O QUE FAZER:
Segundo o trecho sobre a AmazôniaFlix, com qual mostra de filmes a plataforma foi colocada em teste?

TRECHO:

Nosso principal objetivo é democratizar o acesso à nossa produção e contribuir com uma maior visibilidade para a cinematografia produzidas nas diversas Amazônias, por meio de uma curadoria predominantemente amazônica. Além de ser a idealizadora e curadora da plataforma AmazôniaFlix (www.amazoniaflix.com.br), a primeira plataforma streaming 100% da Amazônia Brasileira, sou cineasta, produtora e organizo o Festival Pan-Amazônico de Cinema — Amazônia Doc que já exibiu mais de 500 filmes entre curtas e longas brasileiros e de oito países do território Pan-Amazônico. São obras que não estão disponíveis na maioria das plataformas streaming e nem nos canais de tevê.
Como a pandemia refletiu na atuação de vocês?
Toda nossa vida migrou para o mundo on-line, inclusive as programações culturais, isso contribuiu e facilitou a construção e atração de novos públicos.
Que resultados concretos têm obtido?
Nos surpreendemos. Colocamos a plataforma em teste com uma mostra de filmes paraenses, a Mostra Égua do Filme, que é o nosso catálogo de degustação. Logo em seguida, hospedamos 65 filmes nacionais e internacionais das quatro mostras competitivas e mais quatro oficinas de audiovisual on-line, em outubro de 2020. Nesse período, obtivemos mais de 20 mil acessos de 30 países. Naquela ocasião, a programação não tinha nenhuma restrição geográfica.

[Entradas de dados guardadas]
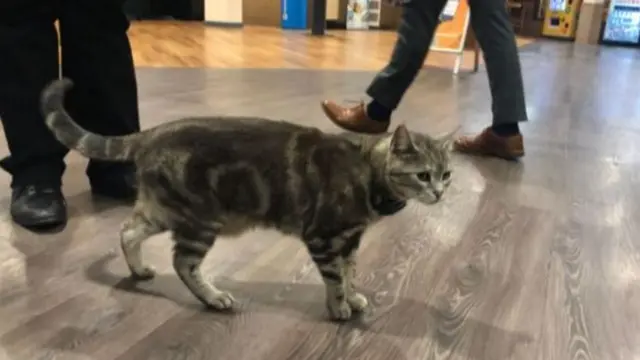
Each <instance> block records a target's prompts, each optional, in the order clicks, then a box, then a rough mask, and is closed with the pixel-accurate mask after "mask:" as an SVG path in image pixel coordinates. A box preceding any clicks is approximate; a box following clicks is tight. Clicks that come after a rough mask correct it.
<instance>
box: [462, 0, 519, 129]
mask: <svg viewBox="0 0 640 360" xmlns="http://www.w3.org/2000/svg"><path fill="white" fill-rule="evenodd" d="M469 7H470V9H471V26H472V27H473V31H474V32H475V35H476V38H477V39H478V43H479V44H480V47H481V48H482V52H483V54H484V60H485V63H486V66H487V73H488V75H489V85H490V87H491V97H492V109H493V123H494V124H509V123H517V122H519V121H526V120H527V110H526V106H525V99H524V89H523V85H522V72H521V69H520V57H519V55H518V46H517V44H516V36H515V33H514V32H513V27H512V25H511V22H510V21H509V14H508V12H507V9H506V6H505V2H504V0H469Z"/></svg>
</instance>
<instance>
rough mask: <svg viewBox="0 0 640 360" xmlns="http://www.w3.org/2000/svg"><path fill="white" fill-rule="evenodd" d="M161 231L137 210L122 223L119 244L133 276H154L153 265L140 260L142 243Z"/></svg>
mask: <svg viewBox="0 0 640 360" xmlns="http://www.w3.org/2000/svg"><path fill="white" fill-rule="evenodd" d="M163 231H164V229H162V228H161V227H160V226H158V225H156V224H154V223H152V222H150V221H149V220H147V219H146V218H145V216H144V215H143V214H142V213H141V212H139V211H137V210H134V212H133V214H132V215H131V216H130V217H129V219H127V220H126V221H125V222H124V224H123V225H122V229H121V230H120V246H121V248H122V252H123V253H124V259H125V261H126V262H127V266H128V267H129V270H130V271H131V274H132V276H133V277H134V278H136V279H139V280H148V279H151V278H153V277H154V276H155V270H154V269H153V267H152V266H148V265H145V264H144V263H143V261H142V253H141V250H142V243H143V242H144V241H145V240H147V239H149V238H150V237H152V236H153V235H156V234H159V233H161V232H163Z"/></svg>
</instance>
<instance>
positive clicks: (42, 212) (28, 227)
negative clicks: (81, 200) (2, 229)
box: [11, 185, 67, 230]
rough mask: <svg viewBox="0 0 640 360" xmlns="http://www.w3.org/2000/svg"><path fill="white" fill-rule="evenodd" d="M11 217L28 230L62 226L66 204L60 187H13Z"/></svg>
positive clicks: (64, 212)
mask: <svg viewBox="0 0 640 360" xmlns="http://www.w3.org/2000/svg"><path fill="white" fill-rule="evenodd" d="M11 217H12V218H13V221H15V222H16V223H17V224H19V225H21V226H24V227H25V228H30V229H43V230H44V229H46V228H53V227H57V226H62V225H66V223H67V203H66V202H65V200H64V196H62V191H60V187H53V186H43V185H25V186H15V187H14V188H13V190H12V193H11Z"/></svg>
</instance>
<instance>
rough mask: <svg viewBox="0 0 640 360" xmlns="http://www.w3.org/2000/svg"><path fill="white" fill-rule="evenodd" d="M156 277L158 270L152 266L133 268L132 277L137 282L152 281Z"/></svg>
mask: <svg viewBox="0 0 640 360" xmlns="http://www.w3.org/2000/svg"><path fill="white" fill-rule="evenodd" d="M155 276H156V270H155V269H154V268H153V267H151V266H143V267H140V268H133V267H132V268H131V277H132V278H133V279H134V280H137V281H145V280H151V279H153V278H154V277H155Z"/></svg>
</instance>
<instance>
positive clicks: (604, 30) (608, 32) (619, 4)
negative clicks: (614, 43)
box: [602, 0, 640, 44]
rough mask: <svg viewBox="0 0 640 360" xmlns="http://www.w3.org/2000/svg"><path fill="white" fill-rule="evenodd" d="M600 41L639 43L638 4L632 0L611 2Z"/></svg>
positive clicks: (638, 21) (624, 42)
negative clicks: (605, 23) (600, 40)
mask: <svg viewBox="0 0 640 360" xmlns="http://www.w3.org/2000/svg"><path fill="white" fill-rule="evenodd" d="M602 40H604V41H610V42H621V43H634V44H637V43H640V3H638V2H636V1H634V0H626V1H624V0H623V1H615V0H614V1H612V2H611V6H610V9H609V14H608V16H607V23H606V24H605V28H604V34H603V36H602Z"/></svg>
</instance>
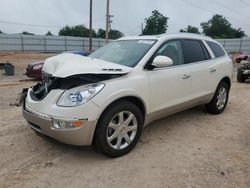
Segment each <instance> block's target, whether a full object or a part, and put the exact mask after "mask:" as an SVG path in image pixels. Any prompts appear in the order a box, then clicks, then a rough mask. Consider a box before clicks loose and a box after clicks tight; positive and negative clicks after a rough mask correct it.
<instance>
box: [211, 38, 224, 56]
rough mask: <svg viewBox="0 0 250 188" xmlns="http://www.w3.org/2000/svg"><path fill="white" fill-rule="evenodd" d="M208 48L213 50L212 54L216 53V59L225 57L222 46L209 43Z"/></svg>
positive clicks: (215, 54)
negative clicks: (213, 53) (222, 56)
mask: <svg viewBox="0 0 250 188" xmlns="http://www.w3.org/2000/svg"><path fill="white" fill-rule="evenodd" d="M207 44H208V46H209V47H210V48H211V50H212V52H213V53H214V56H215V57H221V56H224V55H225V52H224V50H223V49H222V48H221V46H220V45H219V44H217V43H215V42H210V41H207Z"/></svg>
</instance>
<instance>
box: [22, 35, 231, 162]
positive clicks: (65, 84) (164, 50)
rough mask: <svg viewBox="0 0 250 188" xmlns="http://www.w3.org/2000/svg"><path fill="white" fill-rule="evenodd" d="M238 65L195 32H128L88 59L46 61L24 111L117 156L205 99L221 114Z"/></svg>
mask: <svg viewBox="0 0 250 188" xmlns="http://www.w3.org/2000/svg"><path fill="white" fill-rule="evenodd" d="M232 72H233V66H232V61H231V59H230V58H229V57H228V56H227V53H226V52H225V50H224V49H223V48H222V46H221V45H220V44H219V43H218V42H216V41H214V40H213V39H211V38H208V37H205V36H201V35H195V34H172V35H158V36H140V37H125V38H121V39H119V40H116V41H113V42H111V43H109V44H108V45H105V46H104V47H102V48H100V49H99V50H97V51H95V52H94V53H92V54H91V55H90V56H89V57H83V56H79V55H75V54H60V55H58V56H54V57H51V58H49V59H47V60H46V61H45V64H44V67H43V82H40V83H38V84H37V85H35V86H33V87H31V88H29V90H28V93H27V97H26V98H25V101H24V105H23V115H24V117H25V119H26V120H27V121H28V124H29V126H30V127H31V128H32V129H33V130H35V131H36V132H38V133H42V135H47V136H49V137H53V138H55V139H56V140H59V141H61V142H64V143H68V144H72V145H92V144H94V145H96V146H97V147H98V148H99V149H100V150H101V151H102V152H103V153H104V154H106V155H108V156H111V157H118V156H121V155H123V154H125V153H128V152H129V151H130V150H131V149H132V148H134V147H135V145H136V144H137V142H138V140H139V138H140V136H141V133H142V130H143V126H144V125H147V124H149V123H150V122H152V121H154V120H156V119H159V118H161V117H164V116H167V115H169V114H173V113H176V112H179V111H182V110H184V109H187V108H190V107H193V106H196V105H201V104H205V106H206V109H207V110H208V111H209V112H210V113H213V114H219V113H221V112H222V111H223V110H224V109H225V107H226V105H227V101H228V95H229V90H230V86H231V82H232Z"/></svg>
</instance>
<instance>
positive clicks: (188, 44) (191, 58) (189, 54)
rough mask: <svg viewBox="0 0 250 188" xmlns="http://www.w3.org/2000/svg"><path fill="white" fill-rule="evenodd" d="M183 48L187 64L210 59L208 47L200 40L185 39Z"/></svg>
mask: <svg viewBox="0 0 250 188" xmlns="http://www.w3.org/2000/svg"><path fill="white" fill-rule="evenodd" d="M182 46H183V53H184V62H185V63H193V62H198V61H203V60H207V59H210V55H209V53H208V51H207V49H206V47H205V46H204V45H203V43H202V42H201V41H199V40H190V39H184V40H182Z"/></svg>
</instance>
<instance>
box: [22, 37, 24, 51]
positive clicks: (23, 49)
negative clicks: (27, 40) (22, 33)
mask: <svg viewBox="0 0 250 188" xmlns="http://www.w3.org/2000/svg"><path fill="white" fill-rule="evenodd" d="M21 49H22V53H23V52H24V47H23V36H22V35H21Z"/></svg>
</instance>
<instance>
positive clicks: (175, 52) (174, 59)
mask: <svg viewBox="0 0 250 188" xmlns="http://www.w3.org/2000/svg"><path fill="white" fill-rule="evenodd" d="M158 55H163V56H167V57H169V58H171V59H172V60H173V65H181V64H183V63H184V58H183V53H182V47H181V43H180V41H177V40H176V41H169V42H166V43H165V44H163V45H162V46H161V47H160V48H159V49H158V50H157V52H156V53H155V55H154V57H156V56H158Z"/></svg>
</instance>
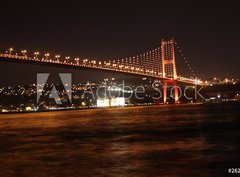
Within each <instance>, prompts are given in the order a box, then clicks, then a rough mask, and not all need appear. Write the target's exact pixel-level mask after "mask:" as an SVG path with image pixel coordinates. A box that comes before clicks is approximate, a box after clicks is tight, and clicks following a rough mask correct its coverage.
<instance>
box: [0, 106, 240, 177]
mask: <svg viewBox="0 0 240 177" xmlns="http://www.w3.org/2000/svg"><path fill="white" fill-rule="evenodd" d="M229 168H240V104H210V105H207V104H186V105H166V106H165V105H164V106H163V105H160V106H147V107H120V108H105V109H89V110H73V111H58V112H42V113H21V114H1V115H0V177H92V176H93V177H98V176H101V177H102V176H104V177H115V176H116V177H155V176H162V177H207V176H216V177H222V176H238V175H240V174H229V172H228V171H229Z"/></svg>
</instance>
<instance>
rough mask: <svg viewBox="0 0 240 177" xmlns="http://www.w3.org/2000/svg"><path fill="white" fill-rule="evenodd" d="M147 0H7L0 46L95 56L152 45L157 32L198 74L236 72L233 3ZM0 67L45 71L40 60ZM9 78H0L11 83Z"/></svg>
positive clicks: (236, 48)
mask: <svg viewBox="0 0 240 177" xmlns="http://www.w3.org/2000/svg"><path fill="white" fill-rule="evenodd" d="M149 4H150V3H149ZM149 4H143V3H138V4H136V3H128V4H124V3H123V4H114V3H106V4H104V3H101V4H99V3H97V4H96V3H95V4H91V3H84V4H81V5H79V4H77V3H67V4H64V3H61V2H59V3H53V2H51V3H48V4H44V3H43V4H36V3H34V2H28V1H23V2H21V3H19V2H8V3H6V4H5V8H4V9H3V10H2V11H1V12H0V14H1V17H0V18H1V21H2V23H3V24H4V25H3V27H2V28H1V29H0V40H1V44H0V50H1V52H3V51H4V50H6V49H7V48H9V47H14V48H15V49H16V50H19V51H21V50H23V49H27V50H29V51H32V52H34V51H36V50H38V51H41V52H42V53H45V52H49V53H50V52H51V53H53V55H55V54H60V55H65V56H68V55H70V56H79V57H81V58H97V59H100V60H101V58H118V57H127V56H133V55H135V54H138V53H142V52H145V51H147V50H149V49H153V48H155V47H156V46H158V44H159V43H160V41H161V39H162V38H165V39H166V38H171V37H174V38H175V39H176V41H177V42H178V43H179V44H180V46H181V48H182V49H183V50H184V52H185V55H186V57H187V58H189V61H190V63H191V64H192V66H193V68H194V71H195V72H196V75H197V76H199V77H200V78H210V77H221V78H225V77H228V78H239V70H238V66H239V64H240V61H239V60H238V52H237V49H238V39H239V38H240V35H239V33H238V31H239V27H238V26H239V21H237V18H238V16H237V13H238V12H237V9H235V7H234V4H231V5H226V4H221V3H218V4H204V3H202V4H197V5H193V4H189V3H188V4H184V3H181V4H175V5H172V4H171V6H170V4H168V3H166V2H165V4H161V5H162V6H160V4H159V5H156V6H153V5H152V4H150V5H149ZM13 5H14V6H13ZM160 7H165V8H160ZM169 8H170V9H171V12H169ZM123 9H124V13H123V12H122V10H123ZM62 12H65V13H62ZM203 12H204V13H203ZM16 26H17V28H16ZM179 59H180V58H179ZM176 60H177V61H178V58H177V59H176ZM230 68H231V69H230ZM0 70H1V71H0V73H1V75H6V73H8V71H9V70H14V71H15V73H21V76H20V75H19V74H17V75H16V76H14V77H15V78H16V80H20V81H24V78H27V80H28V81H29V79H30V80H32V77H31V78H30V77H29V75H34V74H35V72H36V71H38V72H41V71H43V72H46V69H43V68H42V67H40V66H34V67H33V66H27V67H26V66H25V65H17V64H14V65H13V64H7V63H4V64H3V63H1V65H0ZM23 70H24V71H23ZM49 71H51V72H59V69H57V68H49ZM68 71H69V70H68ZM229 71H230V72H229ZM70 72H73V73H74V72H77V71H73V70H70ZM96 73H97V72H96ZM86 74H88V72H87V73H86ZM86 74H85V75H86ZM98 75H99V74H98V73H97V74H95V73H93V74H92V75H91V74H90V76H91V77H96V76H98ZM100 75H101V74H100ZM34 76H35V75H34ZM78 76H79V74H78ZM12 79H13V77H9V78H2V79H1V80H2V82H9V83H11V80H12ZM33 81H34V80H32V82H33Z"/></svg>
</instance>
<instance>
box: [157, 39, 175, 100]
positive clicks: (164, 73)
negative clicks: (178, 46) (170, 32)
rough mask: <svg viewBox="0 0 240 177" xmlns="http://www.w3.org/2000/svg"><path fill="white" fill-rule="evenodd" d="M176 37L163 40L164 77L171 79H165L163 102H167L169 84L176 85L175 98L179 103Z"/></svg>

RESPOSTA:
Com a Mostra Égua do Filme, uma mostra de filmes paraenses.